EXERCISE AIM
Only the lines from the one containing "green fabric -> masks, every instance" through the final line of the entries below are wanted, each copied exactly.

SOURCE RECORDS
□ □ □ □ □

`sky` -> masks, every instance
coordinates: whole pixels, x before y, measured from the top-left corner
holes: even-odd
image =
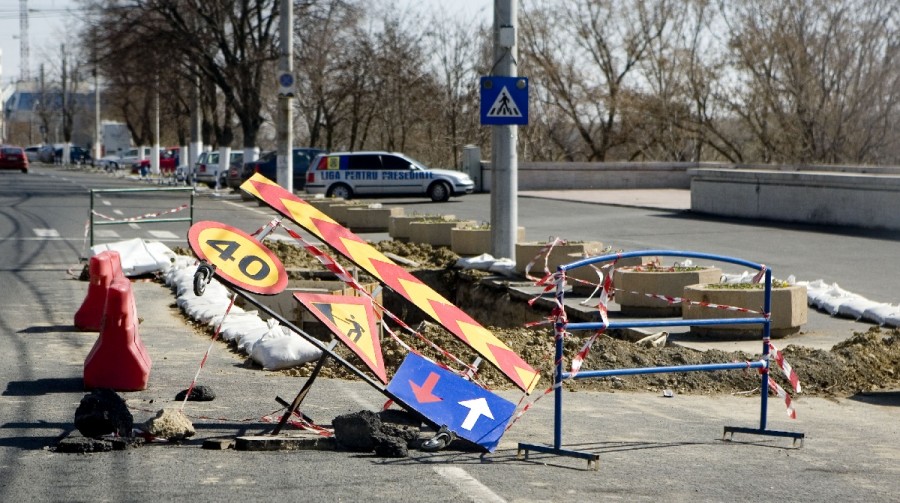
[[[27,0],[28,40],[32,77],[41,61],[58,59],[59,46],[66,41],[67,29],[77,29],[77,0]],[[400,4],[416,4],[425,8],[447,4],[447,0],[397,0]],[[494,0],[451,0],[451,12],[471,17],[483,13],[487,22],[493,19]],[[19,0],[0,0],[0,84],[19,79]]]

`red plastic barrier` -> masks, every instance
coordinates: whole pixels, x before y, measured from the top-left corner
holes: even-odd
[[[137,391],[147,387],[151,363],[138,323],[131,282],[119,276],[109,285],[100,337],[84,361],[85,389]]]
[[[91,257],[88,265],[91,279],[87,296],[75,313],[75,326],[86,332],[99,332],[103,323],[106,290],[113,279],[124,277],[119,252],[107,250]]]

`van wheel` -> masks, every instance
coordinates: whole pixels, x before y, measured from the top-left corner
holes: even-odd
[[[343,183],[336,183],[328,188],[325,197],[337,197],[340,199],[350,199],[353,197],[353,190]]]
[[[428,197],[436,203],[450,199],[450,187],[444,182],[434,182],[428,187]]]

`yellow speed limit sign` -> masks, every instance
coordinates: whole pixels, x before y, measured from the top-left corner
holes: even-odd
[[[188,242],[197,257],[216,267],[216,276],[236,288],[275,295],[287,287],[278,257],[246,232],[219,222],[191,226]]]

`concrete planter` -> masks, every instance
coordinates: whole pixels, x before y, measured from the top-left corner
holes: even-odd
[[[391,217],[403,216],[403,208],[382,208],[369,205],[347,210],[347,227],[353,232],[385,232]]]
[[[428,215],[401,215],[391,217],[388,220],[388,235],[397,241],[409,241],[409,224],[421,220],[429,220],[435,218],[444,218],[445,220],[455,220],[455,215],[428,216]]]
[[[544,257],[543,255],[535,259],[547,243],[517,243],[516,244],[516,272],[525,274],[525,267],[534,261],[531,266],[531,275],[541,277],[544,275]],[[600,255],[603,253],[603,243],[600,241],[585,241],[582,243],[558,244],[553,247],[550,256],[547,257],[547,268],[550,272],[556,271],[556,268],[574,262],[573,255],[578,257],[588,257],[591,255]]]
[[[722,277],[718,267],[694,271],[637,271],[635,267],[617,268],[613,274],[616,302],[626,316],[681,316],[681,303],[669,304],[644,294],[681,297],[684,287],[698,283],[717,283]]]
[[[450,246],[450,232],[461,227],[478,225],[474,220],[420,220],[409,224],[409,242],[431,246]]]
[[[731,289],[710,288],[707,284],[688,285],[684,288],[684,298],[695,302],[711,302],[724,306],[742,307],[754,311],[762,311],[765,292],[763,288]],[[807,321],[806,287],[791,285],[784,288],[772,288],[772,337],[785,337],[796,334]],[[757,318],[761,315],[725,309],[689,304],[684,306],[683,318],[686,320],[704,320],[710,318]],[[699,335],[723,336],[729,338],[762,337],[762,325],[716,325],[692,326],[691,331]]]
[[[334,219],[335,222],[347,226],[350,210],[363,207],[364,206],[358,202],[344,201],[341,204],[332,204],[324,211],[324,213]]]
[[[516,232],[516,242],[525,241],[525,227]],[[457,255],[491,253],[490,228],[456,228],[450,230],[450,249]]]

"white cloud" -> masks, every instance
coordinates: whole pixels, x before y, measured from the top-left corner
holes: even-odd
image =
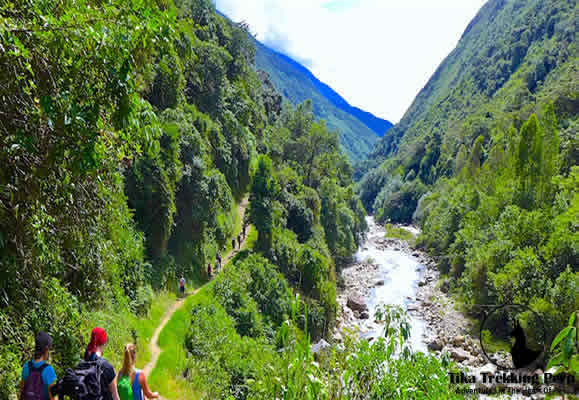
[[[216,0],[350,104],[397,122],[485,0]]]

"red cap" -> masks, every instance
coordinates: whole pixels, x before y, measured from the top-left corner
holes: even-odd
[[[96,353],[98,346],[102,346],[107,342],[107,331],[103,328],[94,328],[90,334],[90,343],[86,351],[89,354]]]

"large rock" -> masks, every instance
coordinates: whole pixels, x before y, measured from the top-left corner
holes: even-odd
[[[440,343],[438,340],[433,340],[431,342],[428,343],[428,348],[430,350],[434,350],[434,351],[440,351],[442,350],[442,343]]]
[[[348,296],[348,301],[346,302],[347,306],[350,307],[352,310],[355,311],[368,311],[368,306],[364,302],[364,300],[358,296]]]
[[[370,314],[368,313],[368,311],[362,311],[360,313],[360,319],[369,319],[370,318]]]
[[[330,345],[324,339],[320,339],[318,343],[312,345],[312,353],[317,354],[326,349],[329,349],[330,347],[332,347],[332,345]]]
[[[455,336],[454,339],[452,339],[452,344],[454,344],[455,346],[460,346],[464,343],[464,336]]]
[[[470,357],[470,354],[464,351],[463,349],[452,349],[450,351],[450,358],[454,361],[464,361]]]

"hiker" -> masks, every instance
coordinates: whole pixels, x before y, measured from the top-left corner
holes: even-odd
[[[223,265],[221,265],[221,253],[217,252],[217,255],[215,256],[215,258],[217,259],[217,262],[219,263],[219,269],[221,269],[221,267],[223,267]]]
[[[207,275],[211,278],[211,263],[207,264]]]
[[[235,238],[231,239],[231,250],[235,250]]]
[[[247,221],[243,221],[243,238],[247,237]]]
[[[181,292],[181,297],[185,297],[185,277],[183,275],[179,279],[179,291]]]
[[[52,365],[48,364],[52,337],[48,333],[39,332],[34,342],[34,356],[22,366],[20,399],[52,400],[54,397],[51,390],[56,384],[56,373]]]
[[[239,235],[237,235],[237,247],[239,249],[241,249],[241,241],[242,241],[242,239],[241,239],[241,233],[240,233]]]
[[[85,361],[99,361],[101,366],[102,400],[120,400],[117,391],[117,379],[113,366],[103,358],[107,344],[107,332],[103,328],[94,328],[90,335],[90,343],[84,353]]]
[[[147,383],[147,377],[135,368],[137,361],[137,346],[129,343],[125,346],[123,367],[117,376],[117,388],[121,400],[143,400],[143,394],[147,399],[158,399],[159,393],[151,392]]]

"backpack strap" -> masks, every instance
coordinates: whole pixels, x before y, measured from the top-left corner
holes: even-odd
[[[32,361],[28,361],[28,373],[32,371],[39,371],[40,374],[42,374],[47,367],[47,363],[42,364],[40,367],[35,367]]]

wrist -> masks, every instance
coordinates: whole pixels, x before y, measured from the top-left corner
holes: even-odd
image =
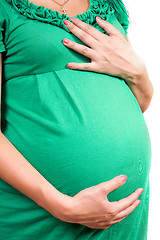
[[[41,186],[41,203],[39,205],[54,217],[62,221],[69,221],[72,197],[61,193],[50,183],[47,186]]]
[[[149,79],[145,64],[130,75],[130,81],[127,84],[137,98],[142,112],[145,112],[153,96],[153,85]]]
[[[149,80],[148,72],[143,59],[139,58],[139,61],[132,65],[132,67],[126,71],[124,76],[128,85],[141,85],[144,81]]]
[[[137,74],[133,76],[133,82],[135,85],[135,88],[143,94],[144,98],[151,98],[153,95],[153,86],[149,79],[149,75],[147,72],[146,67],[144,66],[139,71],[137,71]]]
[[[137,88],[137,95],[141,96],[139,98],[139,105],[142,113],[144,113],[150,105],[154,91],[147,73],[137,77],[135,88]]]

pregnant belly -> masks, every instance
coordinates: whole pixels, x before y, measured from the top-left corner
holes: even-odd
[[[109,200],[147,186],[148,130],[123,80],[59,70],[14,78],[4,88],[2,132],[59,191],[73,196],[120,174],[128,181]]]

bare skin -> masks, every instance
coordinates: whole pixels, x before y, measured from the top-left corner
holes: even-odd
[[[143,188],[120,201],[108,201],[107,195],[122,186],[126,176],[117,176],[84,189],[73,197],[65,195],[51,185],[2,133],[0,142],[0,178],[62,221],[105,229],[122,221],[140,204],[138,197]]]
[[[153,86],[144,61],[133,50],[128,36],[125,39],[118,29],[101,18],[97,17],[96,21],[109,36],[79,19],[64,20],[68,29],[89,47],[69,39],[63,40],[64,45],[91,59],[91,63],[68,63],[68,67],[123,78],[145,112],[152,99]]]
[[[55,0],[56,2],[63,4],[64,1],[58,1]],[[61,12],[61,6],[59,6],[58,4],[56,4],[54,1],[52,0],[29,0],[29,2],[34,3],[35,5],[38,6],[44,6],[46,8],[52,9],[54,11],[58,11],[60,14],[62,14]],[[84,12],[86,12],[88,10],[90,6],[89,0],[69,0],[65,5],[64,8],[67,8],[67,16],[68,17],[72,17],[72,16],[76,16],[77,14],[82,14]]]
[[[62,14],[61,7],[52,0],[29,1]],[[63,1],[59,3],[62,4]],[[88,10],[89,5],[89,0],[69,0],[65,4],[65,8],[68,9],[67,16],[72,17],[81,14]],[[99,26],[106,30],[109,37],[79,19],[74,19],[66,25],[75,36],[89,47],[77,44],[69,39],[67,39],[69,40],[68,43],[63,42],[64,45],[91,59],[91,64],[69,63],[68,67],[73,70],[100,72],[123,78],[144,113],[150,105],[153,86],[143,59],[132,48],[128,35],[126,40],[122,33],[109,22],[98,18],[96,18],[96,21]]]
[[[37,0],[32,2],[36,4]],[[52,4],[52,9],[58,11],[58,8],[53,8],[57,5],[53,5],[51,1],[46,3],[41,0],[37,5],[41,3],[43,5],[44,2],[48,3],[45,7],[51,8]],[[82,1],[77,0],[72,12],[73,1],[69,2],[69,16],[75,16],[88,9],[87,1],[84,0],[82,4]],[[83,11],[77,12],[76,6],[81,6]],[[2,54],[0,53],[0,83],[1,81]],[[107,195],[126,181],[126,176],[121,175],[84,189],[73,197],[62,194],[23,157],[2,132],[0,132],[0,142],[0,177],[62,221],[79,223],[89,228],[107,229],[112,224],[122,221],[140,204],[138,198],[143,191],[142,188],[133,189],[135,191],[131,195],[117,202],[108,201]]]

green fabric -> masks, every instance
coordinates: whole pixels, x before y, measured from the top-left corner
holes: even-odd
[[[6,21],[8,19],[8,14],[6,11],[6,6],[4,6],[3,2],[0,3],[0,52],[4,52],[6,50],[3,38],[4,38],[4,28]]]
[[[125,36],[107,1],[90,2],[90,9],[78,18],[104,32],[95,21],[99,15]],[[120,174],[128,180],[108,195],[110,201],[144,188],[134,212],[100,230],[56,219],[0,180],[0,238],[146,240],[151,147],[134,95],[120,78],[66,67],[90,59],[63,45],[64,38],[83,44],[66,29],[65,14],[27,0],[0,4],[3,134],[69,196]]]
[[[125,32],[128,33],[129,16],[122,0],[107,0],[107,2],[114,8],[118,21],[123,26]]]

□ □ □ □ □

RESPONSE TO THIS TASK
green fabric -> masks, every instance
coordinates: whole pixels, x before y, measured from the top-left corner
holes: even-odd
[[[6,21],[8,19],[8,14],[6,11],[6,6],[4,6],[3,2],[0,3],[0,52],[4,52],[6,50],[3,38],[4,38],[4,28]]]
[[[125,36],[107,1],[90,2],[90,9],[78,18],[104,32],[95,21],[99,15]],[[120,174],[128,180],[108,195],[110,201],[144,188],[134,212],[100,230],[56,219],[0,180],[0,238],[146,240],[151,147],[134,95],[120,78],[66,67],[90,59],[63,45],[64,38],[83,44],[66,29],[65,14],[27,0],[0,4],[3,134],[69,196]]]
[[[125,32],[128,33],[129,16],[122,0],[107,0],[107,2],[114,8],[118,21],[123,26]]]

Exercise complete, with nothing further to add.